What the exercise asks: In the excerpt on Carolina chintz quilts, why is Catherine Barnwell's quilt thought to be possibly hobby needlework rather than a workshop product? Answer in one to three sentences.

═══ Source excerpt ═══

MacMillan Family, North Carolina project
North Carolina Museum of History Collection
Charleston Museum
We also noticed how cleverly the seamstresses made use of every scrap and what a lot of scraps some of them had. So much "cabbage"---left overs---from various panels and chintzes implies that the stitchers had access to a lot of surplus parts---the type of fabric use one might see in a workshop producing numerous related pieces rather than in one individual hobbyist's sewing basket.
Quilt attributed to Catherine Barnwell Barnwell
Charleston Museum
Catherine's quilt is one of the exceptions to the general look of Carolina chintz quilts. Her panel quilt was possibly made as hobby needlework. A workshop would have a hard time stitching profitable bedcovers from labor-intensive hexagon patchwork.
How a Workshop Might Distribute Bedcovers
There are many ways that the once-wealthy women who passed these southern-style quilts down might have come to own them.
Detail of the Barnwell quilt
1) The general assumption by families and many museums is that ancestors stitched the bedcovers as a pastime. This is a possibility for some such as Catherine Barnwell's but in many families the formula bedcover is the only example of fine needlework handed down that can be attributed to the woman. Sewing such a fine piece would seem to require a repertoire of needlework skills and a collection of other heirlooms that are missing.
2) We now believe many were purchased as finished quilts or finished unquilted bedspreads. The plantation families bought them as luxury items in Southern commercial centers, most likely Charleston and Savannah, perhaps Columbia and Augusta. Like their silver, china and furniture, expensive bedding reflected an elite, elegant lifestyle. Workshops and importers catering to the planters provided a substantial commercial base in the southern cities, which had a large class of tradespeople free and slave.
George Stacy photo, Library of Congress
Charleston metalworker's eye-catching sign
Charleston's mechanics --- the people who produced the goods---
were a combination of free whites, free blacks and slaves hired out by their owners.
3) Some bedcovers were a combination of workshop and plantation family needlework.
Philoclea Earl Eve's quilt at the Atlanta History Center is quilted
in a cross hatch of diagonal and straight lines.
For example, one might purchase an appliqued top and quilt it at home. Much evidence exists of slaves doing quilting and the simple quilting here is the kind of finishing one might expect to see done by women who spent most of their time at other duties. A few of the chintz pieces are elaborately quilted, which might reflect a skilled quilt marker and needlewoman (free or slave).
"For Sale: A finished seamstress....cuts and fits with
unequaled elegance and precision."

═══ Material provided ═══

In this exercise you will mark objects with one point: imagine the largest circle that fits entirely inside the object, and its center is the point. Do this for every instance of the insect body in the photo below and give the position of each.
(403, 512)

═══

Exercise result: Her quilt is made of hexagon patchwork, which takes a great deal of labor. A workshop would have had a hard time making profitable bedcovers that way, so the quilt was possibly made as hobby needlework.